INSTRUCTIONS TO FOLLOW:
Beginning at the line containing "Pick out the brown", output every line to the end of the data below exactly as it appears.

Dataset records about object locations
..........

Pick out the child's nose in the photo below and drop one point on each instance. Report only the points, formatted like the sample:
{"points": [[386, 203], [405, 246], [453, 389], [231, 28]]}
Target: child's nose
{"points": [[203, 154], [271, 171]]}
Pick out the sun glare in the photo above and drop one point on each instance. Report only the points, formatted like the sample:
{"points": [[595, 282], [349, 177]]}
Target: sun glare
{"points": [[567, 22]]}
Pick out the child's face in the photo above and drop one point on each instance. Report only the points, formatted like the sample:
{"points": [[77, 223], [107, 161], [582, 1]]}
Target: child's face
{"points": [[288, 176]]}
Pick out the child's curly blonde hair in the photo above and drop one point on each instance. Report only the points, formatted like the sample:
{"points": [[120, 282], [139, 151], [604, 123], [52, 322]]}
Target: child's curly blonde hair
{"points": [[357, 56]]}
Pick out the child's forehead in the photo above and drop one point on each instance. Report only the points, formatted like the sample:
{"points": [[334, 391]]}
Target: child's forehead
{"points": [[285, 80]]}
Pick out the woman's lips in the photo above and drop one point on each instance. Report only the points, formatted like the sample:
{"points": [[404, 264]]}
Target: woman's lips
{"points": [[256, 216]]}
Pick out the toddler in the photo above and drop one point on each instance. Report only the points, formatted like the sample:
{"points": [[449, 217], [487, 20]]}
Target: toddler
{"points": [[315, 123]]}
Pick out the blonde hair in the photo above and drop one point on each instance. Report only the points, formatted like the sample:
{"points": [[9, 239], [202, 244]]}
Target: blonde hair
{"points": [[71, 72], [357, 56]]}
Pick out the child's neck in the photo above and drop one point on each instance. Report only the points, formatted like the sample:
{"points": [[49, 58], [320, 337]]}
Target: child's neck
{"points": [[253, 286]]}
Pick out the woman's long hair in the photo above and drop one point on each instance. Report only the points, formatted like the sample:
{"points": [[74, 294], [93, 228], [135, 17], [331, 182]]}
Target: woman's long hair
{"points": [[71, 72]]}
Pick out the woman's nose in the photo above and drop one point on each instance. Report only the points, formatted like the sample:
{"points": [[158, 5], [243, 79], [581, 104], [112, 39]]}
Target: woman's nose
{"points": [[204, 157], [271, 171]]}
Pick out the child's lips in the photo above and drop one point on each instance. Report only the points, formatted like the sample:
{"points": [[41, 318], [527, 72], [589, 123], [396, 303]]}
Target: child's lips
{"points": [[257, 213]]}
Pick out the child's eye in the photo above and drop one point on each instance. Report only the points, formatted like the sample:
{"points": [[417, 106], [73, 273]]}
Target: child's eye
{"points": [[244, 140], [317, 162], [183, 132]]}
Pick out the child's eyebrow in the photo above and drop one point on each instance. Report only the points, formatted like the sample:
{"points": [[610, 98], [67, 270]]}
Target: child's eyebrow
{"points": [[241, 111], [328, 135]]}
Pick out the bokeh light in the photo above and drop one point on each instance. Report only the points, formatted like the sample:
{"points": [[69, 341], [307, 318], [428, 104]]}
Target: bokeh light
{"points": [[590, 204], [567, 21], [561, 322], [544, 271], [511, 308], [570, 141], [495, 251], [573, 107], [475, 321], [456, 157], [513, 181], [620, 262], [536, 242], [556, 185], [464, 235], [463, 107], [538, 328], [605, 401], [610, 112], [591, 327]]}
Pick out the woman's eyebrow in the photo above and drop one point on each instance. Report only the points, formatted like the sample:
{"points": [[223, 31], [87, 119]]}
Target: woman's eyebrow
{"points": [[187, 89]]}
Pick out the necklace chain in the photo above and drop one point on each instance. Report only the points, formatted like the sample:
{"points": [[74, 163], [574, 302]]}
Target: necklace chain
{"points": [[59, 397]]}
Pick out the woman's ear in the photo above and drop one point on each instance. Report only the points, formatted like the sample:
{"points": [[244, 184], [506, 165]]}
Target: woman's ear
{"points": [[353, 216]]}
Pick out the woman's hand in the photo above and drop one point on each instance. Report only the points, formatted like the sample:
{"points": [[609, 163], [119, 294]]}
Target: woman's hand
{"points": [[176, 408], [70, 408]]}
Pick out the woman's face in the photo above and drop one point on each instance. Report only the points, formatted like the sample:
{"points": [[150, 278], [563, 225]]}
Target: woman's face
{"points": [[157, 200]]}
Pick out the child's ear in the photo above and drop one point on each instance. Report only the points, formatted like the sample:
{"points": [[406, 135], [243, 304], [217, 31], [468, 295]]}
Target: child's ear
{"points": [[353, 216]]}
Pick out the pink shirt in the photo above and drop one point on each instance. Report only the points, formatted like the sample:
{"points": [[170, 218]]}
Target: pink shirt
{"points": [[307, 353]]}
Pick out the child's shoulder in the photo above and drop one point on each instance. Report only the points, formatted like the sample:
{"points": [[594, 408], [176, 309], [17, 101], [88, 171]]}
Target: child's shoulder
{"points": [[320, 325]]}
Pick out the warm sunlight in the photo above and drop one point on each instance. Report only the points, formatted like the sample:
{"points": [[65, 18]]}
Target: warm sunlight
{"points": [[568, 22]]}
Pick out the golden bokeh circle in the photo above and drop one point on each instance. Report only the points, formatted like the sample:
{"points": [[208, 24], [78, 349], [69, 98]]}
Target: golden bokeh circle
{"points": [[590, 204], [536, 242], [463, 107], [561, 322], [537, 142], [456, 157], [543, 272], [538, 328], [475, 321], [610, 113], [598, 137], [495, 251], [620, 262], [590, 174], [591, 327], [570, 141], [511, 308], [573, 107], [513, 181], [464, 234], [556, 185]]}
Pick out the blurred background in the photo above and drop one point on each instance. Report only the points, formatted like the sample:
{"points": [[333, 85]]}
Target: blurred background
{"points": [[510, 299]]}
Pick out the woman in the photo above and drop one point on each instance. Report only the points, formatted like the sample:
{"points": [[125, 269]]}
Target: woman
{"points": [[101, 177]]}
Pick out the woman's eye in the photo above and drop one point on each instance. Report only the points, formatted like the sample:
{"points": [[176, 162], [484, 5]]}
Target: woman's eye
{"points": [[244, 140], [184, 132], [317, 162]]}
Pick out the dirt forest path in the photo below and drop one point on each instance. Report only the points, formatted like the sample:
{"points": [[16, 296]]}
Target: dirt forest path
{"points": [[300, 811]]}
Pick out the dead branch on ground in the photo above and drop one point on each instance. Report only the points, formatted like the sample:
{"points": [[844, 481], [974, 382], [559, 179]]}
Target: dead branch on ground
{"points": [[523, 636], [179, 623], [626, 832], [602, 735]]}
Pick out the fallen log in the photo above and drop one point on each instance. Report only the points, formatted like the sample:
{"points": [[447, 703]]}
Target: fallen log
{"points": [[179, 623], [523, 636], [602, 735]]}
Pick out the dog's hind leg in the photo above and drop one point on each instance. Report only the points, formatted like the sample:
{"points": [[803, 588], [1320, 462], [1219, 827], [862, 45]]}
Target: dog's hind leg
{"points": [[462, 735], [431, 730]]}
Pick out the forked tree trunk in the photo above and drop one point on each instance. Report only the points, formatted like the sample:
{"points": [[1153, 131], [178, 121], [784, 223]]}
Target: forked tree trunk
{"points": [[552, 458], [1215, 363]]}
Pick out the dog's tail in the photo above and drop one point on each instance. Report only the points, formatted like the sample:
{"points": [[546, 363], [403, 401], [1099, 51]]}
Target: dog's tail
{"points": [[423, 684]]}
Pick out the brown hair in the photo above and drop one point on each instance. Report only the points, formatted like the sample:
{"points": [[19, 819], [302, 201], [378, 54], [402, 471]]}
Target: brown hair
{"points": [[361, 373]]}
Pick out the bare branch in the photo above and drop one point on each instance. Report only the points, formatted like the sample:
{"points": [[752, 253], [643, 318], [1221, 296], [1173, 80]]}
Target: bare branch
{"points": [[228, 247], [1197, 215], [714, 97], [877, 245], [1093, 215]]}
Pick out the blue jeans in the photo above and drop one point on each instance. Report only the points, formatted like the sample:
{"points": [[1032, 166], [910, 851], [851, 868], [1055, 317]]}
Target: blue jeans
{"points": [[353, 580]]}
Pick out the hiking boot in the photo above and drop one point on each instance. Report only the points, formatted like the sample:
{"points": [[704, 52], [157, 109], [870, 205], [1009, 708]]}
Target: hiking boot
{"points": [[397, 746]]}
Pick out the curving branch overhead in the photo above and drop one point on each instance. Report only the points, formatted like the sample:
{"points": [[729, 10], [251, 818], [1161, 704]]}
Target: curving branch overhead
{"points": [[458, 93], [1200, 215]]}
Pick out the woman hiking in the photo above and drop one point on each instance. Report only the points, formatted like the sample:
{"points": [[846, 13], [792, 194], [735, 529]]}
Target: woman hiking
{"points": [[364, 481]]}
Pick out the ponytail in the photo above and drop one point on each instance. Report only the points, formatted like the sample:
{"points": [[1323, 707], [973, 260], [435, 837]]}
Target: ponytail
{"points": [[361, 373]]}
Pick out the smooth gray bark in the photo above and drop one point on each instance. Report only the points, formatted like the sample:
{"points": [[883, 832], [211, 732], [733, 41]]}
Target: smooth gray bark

..........

TASK ANSWER:
Pick out the brown hair in the photo above and drop one point on each instance. Report only the points, formatted like the sample:
{"points": [[19, 819], [302, 201], [378, 54], [402, 471]]}
Target: brown hair
{"points": [[361, 373]]}
Pick out the bare branch in the photo above and drop one point on each instance. Report only the points, formatted like the sample:
{"points": [[752, 253], [643, 318], [1221, 296], [1173, 80]]}
Target: bare branch
{"points": [[228, 247], [1197, 215], [714, 97], [877, 245], [1093, 215]]}
Pick out the blue jeans in the photo above and drop one point on each instance. Report only the points, formatted like the sample:
{"points": [[1032, 166], [910, 851], [851, 868], [1055, 317]]}
Target: blue jeans
{"points": [[353, 580]]}
Pick out the hiking boot in the photo above and drop one point on each instance. Report only the points, formatted like the sample:
{"points": [[704, 52], [157, 109], [870, 205], [1009, 708]]}
Target: hiking boot
{"points": [[397, 746]]}
Pick out the curving branch overhead in the photo above and drop one point on each instance. Report only the points, formatted like the sample:
{"points": [[729, 10], [251, 818], [1161, 704]]}
Target: curving branch overhead
{"points": [[458, 93], [1200, 215]]}
Pick out the woman hiking in the photo above and drop one point on each instance. Report only the points, formatted like the sample:
{"points": [[846, 13], [792, 194], [735, 529]]}
Target: woman hiking
{"points": [[364, 481]]}
Pick out the ponytail in the photo above and drop one point on each instance. Report only the points, formatted like the sample:
{"points": [[1323, 707], [973, 260], [435, 837]]}
Target: ponytail
{"points": [[361, 373]]}
Pick out the smooth gray bark in the photo above and drop one point on each instance. Report only the points, formatted like the sample:
{"points": [[883, 832], [211, 732], [733, 41]]}
Target: smooth gray bark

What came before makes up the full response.